▶ Цитируемый текст
-------

Термином «угнетение» описывается конфликт между двумя сторонами, вовлеченными в неравное сотрудничество, притом что неравенство является продуктом институтов стратифицированного общества. Это слово не нацелено на определение мотивов или методов высшего класса, но только на определение ситуации, как она представляется низшему классу. Если сравнение разрушает контакты, а фрустрация производит контакт, сталкивая стороны, то угнетение предполагает контакт как органический процесс. Очевидными примерами служат отношения между слугой и хозяином или между трудом и капиталом. Когда вспыхивает конфликт, подвергается нападению группа лиц, обладающих властью. Их могут называть «правящим классом». Это выражение используется как попало. Феодальная аристократия была в буквальном смысле правящим классом. Современные капиталисты таковым не являются. И все же эти слова выражают истину. Предполагается, что капиталист пользуется в экономической сфере властью, которая является отчасти политической, поскольку вытекает из законов и институтов общества. Если класс достаточно силен, чтобы сберечь или обезопасить те институты, которые благоприятствуют его деятельности, то в этой степени можно говорить, что он «правящий». Но, как мы ранее видели, в современном мире в ключевых институтах заинтересованы отнюдь не только капиталисты, которые встречаются с трудом как работодатели. Возможно, именно по этой причине нападение оказывается направлено не столько против группы лиц, сколько против безличной системы. При этом отношения между сотрудничающими группами снова превращаются в торг, а конфликт переходит в теории. Можно было бы ожидать, что это приведет к падению влияния тред-юнионистов, которые ведут торг как лидеры рабочего класса, и росту влияния коммунистов, которые теоретизируют. Альтернативным последствием может быть повышение того, что можно назвать «уровневым сознанием», в отличие от «классового сознания». Похоже, именно это и происходит в Англии.

Оставшегося места хватит только на еще одно замечание. Мы можем спросить: где конфликт будет возникать вероятнее всего – в статичном или динамичном обществе? Здесь имеется в виду противопоставление сословия и класса, статуса и контракта. В обществе, стратифицированном на сословия, неравенство базируется на принятой схеме дифференциальных статусов и дифференциальных жизненных стандартов. Один класс используется для блага другого, но в пределах плана сотрудничества, одобренного обычаем. При этом несогласие относительно условий сотрудничества вряд ли может возникнуть, поскольку эти условия не ставятся под вопрос. Там, где господствует статус, торг, относящийся к контракту, существовать не может. Антагонизм не может найти выражения ни в чем, кроме конфликта[406]. Нет среднего пути между молчаливым согласием и восстанием. Кто-то мог бы заявить, что это должно делать конфликт более вероятным, так как более умеренной альтернативы нет. Но в равной мере можно и утверждать, что серьезность подобного шага будет действовать как сдерживающая сила. В опасную ситуацию легче вползти, чем прыгнуть. Вдобавок к тому, сама природа общества, основанного на сословиях, такова, что благоприятствует развитию в каждой группе типа ментальности, приспособленного к ее положению. Бунт парализуется изнутри.

-------

▶ Записи с размеченными точками
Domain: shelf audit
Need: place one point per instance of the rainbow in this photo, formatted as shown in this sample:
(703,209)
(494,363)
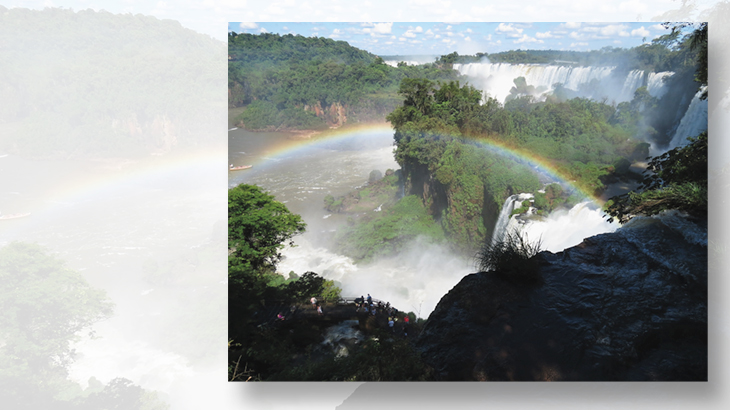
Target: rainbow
(540,165)
(91,181)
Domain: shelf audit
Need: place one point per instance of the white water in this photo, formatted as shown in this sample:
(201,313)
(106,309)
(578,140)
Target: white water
(415,280)
(693,122)
(505,215)
(655,83)
(559,230)
(633,81)
(565,228)
(337,337)
(497,79)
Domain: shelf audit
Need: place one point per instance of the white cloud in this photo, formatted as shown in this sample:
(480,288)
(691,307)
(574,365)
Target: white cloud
(632,6)
(640,32)
(507,29)
(275,9)
(375,29)
(527,39)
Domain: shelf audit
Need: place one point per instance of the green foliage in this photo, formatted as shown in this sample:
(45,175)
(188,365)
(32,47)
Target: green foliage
(677,180)
(575,135)
(380,358)
(258,227)
(45,306)
(310,284)
(305,77)
(511,258)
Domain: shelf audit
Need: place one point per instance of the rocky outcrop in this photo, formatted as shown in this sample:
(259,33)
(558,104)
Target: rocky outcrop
(335,115)
(628,305)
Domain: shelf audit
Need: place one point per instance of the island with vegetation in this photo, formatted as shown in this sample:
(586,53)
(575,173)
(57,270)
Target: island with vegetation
(450,190)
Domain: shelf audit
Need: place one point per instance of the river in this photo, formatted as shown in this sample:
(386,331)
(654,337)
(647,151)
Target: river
(300,173)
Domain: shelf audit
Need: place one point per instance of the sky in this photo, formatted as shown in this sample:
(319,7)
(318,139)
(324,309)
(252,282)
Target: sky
(466,38)
(210,16)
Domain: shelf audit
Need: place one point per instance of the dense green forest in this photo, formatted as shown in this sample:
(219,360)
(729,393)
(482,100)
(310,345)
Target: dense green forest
(296,82)
(440,129)
(271,335)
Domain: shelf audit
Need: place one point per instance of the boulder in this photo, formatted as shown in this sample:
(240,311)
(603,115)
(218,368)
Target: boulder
(628,305)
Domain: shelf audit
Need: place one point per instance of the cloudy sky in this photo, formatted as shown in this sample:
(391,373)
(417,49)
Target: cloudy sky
(466,38)
(211,16)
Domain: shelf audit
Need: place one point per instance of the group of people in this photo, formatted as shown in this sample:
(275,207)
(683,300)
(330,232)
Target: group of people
(370,308)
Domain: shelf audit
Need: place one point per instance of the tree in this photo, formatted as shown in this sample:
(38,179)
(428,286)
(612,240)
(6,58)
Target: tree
(43,308)
(258,227)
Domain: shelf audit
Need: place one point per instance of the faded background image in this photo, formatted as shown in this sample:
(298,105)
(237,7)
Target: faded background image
(113,139)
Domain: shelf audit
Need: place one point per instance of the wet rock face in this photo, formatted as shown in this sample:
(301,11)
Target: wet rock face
(629,305)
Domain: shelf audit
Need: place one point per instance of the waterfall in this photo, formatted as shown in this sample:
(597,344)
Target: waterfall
(693,122)
(561,229)
(633,81)
(505,215)
(497,79)
(656,85)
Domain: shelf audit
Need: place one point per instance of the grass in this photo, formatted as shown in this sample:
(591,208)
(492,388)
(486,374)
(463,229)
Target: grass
(511,258)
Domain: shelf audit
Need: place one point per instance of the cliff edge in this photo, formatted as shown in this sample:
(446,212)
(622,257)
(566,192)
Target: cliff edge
(628,305)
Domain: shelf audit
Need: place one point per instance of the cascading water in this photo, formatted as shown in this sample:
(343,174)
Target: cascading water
(559,230)
(655,83)
(497,79)
(633,81)
(505,215)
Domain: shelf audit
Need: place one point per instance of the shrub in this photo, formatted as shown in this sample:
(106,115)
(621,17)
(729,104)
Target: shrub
(511,258)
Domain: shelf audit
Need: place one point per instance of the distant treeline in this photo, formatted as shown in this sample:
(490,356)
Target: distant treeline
(669,52)
(310,82)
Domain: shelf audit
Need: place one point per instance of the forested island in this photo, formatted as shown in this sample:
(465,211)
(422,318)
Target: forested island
(450,190)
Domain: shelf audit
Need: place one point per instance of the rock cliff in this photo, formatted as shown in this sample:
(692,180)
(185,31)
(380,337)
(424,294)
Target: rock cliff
(628,305)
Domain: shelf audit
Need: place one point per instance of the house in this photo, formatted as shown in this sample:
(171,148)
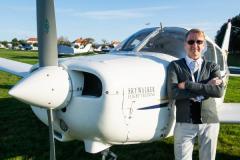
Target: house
(115,43)
(80,43)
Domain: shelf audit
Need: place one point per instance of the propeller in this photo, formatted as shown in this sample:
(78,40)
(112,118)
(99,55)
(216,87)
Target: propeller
(49,86)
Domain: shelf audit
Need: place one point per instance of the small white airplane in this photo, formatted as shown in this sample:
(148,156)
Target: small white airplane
(66,50)
(111,99)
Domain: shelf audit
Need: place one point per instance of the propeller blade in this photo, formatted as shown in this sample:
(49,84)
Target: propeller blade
(47,34)
(51,134)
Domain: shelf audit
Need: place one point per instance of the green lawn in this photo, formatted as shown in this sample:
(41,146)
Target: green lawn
(24,137)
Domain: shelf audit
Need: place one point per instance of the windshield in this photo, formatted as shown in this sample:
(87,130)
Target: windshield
(170,41)
(133,41)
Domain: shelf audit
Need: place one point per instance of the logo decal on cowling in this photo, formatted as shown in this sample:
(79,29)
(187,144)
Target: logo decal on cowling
(141,92)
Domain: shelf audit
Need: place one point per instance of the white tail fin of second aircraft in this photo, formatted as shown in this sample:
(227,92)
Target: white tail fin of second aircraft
(226,38)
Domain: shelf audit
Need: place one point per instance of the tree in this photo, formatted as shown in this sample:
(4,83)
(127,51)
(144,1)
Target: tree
(64,41)
(90,40)
(15,42)
(22,42)
(5,43)
(235,35)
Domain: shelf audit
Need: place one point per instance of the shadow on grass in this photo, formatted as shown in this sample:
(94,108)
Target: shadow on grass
(6,86)
(25,57)
(23,135)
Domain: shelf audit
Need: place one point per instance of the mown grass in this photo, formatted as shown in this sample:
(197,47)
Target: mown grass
(234,59)
(24,137)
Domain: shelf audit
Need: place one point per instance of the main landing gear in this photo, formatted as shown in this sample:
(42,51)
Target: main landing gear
(108,155)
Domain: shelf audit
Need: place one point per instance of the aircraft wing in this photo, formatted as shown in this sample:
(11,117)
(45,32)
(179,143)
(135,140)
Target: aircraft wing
(229,113)
(14,67)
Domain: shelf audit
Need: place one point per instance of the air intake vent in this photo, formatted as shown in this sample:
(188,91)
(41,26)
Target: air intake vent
(92,85)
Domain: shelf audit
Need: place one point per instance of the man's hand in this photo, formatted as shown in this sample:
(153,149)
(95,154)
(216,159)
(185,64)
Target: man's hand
(215,81)
(181,85)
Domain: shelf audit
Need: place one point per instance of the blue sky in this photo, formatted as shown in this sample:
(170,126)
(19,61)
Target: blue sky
(115,19)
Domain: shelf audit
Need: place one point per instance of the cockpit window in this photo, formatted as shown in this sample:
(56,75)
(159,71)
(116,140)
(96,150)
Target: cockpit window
(168,41)
(136,39)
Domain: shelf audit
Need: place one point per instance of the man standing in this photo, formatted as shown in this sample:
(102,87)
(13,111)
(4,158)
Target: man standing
(192,84)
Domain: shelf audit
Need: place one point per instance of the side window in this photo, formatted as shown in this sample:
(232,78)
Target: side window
(209,54)
(220,60)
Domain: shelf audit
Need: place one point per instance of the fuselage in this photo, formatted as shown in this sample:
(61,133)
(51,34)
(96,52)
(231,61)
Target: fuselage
(120,97)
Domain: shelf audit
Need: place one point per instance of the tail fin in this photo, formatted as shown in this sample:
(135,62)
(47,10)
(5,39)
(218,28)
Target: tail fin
(226,38)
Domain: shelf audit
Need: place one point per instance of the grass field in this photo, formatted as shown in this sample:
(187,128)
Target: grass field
(24,137)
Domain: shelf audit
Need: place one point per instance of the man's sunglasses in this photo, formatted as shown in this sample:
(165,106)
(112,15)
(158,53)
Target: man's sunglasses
(191,42)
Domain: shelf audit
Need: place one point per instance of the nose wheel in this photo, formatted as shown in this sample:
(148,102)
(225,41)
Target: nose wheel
(108,155)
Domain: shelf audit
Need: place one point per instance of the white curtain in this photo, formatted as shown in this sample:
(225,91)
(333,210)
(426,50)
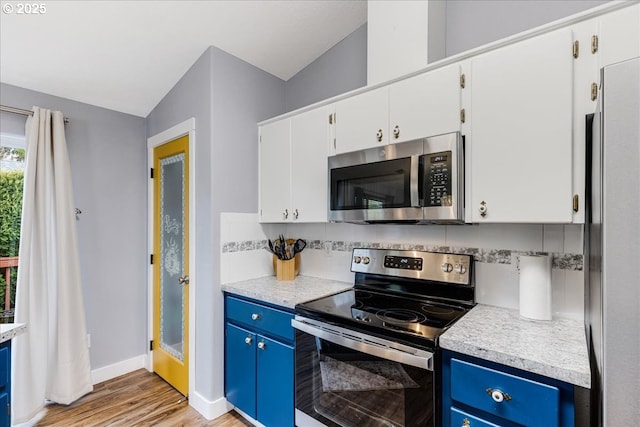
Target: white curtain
(51,360)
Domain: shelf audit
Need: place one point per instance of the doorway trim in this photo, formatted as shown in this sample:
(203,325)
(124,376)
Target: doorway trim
(187,127)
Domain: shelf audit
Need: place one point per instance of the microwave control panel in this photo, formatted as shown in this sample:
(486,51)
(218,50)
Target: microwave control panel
(437,179)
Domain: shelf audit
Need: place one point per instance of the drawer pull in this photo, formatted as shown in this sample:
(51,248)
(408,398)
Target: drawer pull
(498,395)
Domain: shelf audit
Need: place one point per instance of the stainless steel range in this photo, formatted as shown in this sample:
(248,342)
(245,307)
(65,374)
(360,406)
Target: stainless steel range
(369,356)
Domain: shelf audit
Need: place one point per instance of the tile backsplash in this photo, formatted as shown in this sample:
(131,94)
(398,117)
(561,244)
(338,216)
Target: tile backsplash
(495,247)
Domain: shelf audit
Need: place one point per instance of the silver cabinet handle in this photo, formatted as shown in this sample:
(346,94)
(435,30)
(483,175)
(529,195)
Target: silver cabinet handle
(396,132)
(498,395)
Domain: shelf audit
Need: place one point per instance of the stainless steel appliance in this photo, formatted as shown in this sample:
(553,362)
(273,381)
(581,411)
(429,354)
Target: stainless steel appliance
(369,356)
(420,181)
(612,241)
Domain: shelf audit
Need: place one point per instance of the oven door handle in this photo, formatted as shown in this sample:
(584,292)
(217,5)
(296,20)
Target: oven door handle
(375,346)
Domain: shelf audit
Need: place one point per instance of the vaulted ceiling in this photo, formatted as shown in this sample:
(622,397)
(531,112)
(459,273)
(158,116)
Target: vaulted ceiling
(126,55)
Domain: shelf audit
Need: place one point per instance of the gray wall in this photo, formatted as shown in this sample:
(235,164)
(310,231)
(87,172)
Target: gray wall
(227,97)
(108,157)
(474,23)
(341,69)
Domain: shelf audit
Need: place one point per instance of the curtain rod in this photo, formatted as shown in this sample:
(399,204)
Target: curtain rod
(23,112)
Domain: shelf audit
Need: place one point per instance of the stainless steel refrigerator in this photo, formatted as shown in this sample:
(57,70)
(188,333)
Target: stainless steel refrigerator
(612,244)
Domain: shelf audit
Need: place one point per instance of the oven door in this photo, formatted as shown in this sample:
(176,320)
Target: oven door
(345,378)
(377,184)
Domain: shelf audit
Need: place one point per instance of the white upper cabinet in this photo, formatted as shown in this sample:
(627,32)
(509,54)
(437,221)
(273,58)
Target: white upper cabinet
(619,37)
(309,135)
(275,171)
(425,105)
(521,138)
(293,168)
(361,121)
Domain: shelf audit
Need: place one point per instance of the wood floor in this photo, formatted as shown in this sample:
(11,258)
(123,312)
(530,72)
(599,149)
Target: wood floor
(140,398)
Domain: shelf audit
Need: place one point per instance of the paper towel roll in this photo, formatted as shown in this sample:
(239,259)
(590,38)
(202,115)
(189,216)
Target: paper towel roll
(535,287)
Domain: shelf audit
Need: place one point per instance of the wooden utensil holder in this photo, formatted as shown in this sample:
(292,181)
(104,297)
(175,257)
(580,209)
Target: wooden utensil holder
(286,269)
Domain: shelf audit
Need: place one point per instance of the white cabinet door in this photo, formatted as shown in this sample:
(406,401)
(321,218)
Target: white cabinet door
(425,105)
(359,121)
(275,172)
(309,135)
(521,140)
(619,37)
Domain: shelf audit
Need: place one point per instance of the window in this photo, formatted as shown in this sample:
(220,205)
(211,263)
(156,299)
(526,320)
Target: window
(12,156)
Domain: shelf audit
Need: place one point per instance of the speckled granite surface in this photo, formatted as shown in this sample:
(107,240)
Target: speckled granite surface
(10,330)
(286,294)
(555,349)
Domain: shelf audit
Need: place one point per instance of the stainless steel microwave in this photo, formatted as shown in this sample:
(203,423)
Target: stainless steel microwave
(419,181)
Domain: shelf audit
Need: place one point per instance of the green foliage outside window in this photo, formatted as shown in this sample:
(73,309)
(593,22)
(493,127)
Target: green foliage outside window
(11,185)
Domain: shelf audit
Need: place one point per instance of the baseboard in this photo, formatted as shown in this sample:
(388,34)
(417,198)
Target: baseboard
(108,372)
(210,409)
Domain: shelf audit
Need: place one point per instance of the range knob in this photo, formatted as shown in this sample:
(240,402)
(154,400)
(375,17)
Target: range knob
(460,269)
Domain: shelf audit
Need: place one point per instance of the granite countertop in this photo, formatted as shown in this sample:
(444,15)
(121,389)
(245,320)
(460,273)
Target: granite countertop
(10,330)
(555,349)
(286,293)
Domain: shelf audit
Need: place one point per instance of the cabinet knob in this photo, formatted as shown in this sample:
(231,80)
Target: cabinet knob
(483,208)
(498,395)
(396,132)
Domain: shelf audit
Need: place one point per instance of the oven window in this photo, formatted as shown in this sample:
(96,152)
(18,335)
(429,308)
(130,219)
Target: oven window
(372,186)
(342,387)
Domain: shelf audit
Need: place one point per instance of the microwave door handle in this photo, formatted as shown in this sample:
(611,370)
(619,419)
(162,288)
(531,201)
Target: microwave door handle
(414,181)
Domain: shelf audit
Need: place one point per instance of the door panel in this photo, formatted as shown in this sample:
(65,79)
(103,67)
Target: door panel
(171,250)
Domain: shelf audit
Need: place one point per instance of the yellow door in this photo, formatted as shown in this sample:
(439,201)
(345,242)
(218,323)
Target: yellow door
(171,263)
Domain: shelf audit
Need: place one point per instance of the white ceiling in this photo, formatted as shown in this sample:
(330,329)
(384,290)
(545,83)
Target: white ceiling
(126,55)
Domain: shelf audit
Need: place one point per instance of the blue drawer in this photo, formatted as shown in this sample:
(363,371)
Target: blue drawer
(462,419)
(273,321)
(525,402)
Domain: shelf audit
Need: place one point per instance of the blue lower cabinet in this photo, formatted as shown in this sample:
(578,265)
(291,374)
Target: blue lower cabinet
(259,361)
(476,393)
(240,368)
(275,383)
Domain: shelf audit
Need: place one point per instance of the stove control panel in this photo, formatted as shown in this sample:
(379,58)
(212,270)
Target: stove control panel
(433,266)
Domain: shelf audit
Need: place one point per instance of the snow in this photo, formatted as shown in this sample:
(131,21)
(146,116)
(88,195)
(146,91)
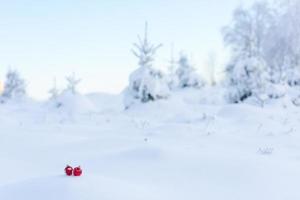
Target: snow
(180,148)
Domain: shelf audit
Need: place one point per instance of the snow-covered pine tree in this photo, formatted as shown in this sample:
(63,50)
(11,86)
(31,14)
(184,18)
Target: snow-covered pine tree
(187,75)
(246,73)
(14,86)
(146,83)
(172,77)
(72,83)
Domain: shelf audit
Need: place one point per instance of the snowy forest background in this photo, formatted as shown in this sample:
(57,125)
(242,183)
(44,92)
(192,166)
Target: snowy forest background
(172,133)
(264,65)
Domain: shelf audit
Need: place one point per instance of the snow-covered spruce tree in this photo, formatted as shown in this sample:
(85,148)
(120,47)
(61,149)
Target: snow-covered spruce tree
(14,86)
(146,83)
(72,83)
(246,73)
(172,66)
(187,75)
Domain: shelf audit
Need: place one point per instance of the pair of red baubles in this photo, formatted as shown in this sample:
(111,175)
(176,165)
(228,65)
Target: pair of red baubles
(77,171)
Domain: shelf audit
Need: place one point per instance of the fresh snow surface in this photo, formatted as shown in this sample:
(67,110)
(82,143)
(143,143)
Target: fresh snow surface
(180,148)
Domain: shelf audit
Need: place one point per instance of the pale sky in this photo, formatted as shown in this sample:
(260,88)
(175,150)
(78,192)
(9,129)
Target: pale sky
(93,38)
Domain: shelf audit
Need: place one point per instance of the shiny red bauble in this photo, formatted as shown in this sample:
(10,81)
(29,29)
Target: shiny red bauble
(77,171)
(68,170)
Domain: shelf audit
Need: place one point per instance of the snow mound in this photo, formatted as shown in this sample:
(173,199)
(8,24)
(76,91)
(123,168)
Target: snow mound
(75,188)
(73,103)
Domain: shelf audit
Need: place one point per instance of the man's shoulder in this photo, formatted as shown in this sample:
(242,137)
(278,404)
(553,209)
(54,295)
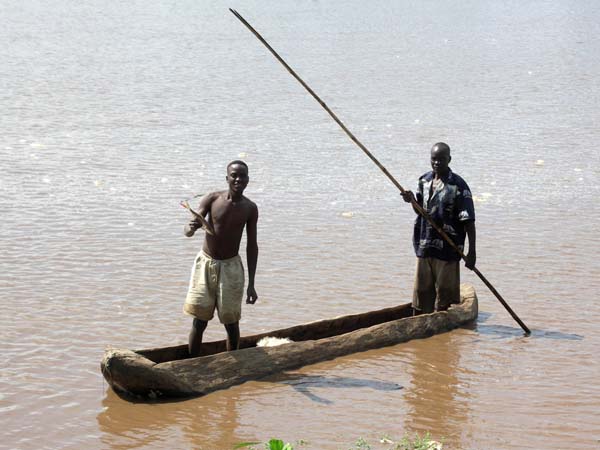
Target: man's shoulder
(455,178)
(250,203)
(427,176)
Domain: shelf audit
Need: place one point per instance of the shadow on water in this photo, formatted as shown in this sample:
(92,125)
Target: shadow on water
(503,331)
(303,384)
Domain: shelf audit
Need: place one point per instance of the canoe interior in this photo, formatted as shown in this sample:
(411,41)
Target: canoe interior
(310,331)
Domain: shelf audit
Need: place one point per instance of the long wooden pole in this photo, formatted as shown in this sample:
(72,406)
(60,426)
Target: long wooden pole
(415,205)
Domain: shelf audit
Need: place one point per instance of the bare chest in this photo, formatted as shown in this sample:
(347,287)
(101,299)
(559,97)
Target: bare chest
(229,215)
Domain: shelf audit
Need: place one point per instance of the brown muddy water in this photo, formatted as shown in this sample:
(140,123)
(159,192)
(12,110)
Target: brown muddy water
(113,112)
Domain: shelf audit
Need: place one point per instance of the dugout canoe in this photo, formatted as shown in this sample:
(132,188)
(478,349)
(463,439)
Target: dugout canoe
(170,372)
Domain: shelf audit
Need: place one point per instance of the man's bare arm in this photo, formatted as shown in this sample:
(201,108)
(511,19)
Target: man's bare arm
(251,254)
(471,256)
(205,202)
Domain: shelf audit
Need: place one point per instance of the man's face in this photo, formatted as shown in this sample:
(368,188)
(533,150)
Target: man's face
(237,178)
(440,158)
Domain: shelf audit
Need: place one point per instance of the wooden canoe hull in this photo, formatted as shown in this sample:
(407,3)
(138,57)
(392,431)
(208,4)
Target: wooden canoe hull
(169,372)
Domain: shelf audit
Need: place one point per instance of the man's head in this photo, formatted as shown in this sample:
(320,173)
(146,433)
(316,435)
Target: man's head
(237,176)
(440,158)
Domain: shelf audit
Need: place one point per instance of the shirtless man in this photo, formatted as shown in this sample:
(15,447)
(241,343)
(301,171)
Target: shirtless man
(217,280)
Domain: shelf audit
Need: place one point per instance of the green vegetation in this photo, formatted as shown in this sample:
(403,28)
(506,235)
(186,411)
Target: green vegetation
(406,443)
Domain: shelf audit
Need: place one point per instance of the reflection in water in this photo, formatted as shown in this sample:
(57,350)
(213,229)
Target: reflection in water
(437,402)
(204,422)
(502,331)
(303,383)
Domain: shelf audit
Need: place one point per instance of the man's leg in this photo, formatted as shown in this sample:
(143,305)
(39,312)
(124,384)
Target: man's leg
(447,283)
(233,336)
(424,288)
(195,342)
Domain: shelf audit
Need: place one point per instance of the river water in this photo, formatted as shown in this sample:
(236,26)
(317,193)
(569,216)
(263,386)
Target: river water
(112,112)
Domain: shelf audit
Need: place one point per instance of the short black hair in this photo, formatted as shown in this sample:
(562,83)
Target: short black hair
(237,161)
(442,146)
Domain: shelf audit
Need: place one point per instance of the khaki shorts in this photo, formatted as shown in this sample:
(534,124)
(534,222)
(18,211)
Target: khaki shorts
(216,284)
(437,284)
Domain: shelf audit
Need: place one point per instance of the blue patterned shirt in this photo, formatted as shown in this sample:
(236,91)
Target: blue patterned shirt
(450,205)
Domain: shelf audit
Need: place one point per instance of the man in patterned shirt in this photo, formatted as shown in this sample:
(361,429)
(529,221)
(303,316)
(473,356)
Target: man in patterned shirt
(447,199)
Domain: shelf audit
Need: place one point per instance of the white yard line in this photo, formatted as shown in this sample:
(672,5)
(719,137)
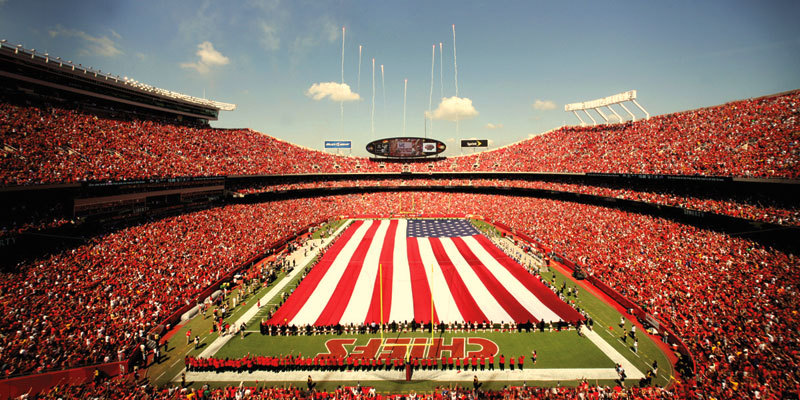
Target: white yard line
(535,374)
(630,370)
(249,314)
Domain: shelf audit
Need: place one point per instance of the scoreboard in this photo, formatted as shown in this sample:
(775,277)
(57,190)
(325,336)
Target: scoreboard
(406,147)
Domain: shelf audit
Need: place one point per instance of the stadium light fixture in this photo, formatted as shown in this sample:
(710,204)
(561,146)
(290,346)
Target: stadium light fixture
(606,102)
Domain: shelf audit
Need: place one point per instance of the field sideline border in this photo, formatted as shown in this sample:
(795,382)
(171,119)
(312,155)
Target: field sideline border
(600,296)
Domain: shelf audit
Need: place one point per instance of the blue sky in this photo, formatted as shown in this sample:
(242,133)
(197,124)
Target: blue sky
(264,56)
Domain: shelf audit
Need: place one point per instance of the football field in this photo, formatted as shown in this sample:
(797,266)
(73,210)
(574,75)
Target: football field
(563,356)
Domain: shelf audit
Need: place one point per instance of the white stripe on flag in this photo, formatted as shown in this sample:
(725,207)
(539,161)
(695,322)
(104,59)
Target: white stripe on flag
(357,308)
(446,308)
(515,287)
(317,301)
(402,308)
(487,303)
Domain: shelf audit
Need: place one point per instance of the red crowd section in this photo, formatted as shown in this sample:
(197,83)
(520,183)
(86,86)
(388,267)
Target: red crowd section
(95,303)
(749,138)
(124,389)
(733,301)
(751,206)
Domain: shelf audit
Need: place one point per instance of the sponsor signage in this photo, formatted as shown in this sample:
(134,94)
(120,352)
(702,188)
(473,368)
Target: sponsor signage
(475,143)
(405,147)
(338,144)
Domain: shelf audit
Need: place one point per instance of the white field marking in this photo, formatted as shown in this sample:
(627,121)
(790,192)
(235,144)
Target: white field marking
(360,298)
(318,299)
(180,357)
(249,314)
(401,307)
(630,370)
(528,374)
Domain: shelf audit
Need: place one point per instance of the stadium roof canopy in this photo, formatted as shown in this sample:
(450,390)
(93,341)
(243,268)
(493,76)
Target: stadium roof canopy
(41,69)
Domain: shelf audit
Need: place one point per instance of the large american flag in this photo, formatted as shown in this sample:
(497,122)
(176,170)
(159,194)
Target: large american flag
(473,280)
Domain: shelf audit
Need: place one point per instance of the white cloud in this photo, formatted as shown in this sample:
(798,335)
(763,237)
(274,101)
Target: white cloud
(543,105)
(208,57)
(95,45)
(269,37)
(333,90)
(453,109)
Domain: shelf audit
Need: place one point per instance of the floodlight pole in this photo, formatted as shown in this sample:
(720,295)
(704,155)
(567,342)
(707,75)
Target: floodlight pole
(590,116)
(579,117)
(615,113)
(633,117)
(601,114)
(641,108)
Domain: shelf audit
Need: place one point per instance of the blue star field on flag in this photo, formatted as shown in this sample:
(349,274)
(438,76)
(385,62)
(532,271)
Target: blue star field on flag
(440,228)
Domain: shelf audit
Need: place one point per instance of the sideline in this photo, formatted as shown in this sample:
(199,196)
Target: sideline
(265,300)
(612,353)
(528,374)
(249,314)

-------

▶ Выполните задание
Ответьте на вопросы по тексту об угнетении и конфликте:
1. Что названо в тексте очевидными примерами отношений угнетения?
2. Какой класс, согласно тексту, был правящим в буквальном смысле?
3. На чём базируется неравенство в обществе, стратифицированном на сословия?
При ответах опирайтесь исключительно на приведённый текст.

▶ Ответ на задание
1. Отношения между слугой и хозяином или между трудом и капиталом.
2. Феодальная аристократия.
3. На принятой схеме дифференциальных статусов и дифференциальных жизненных стандартов.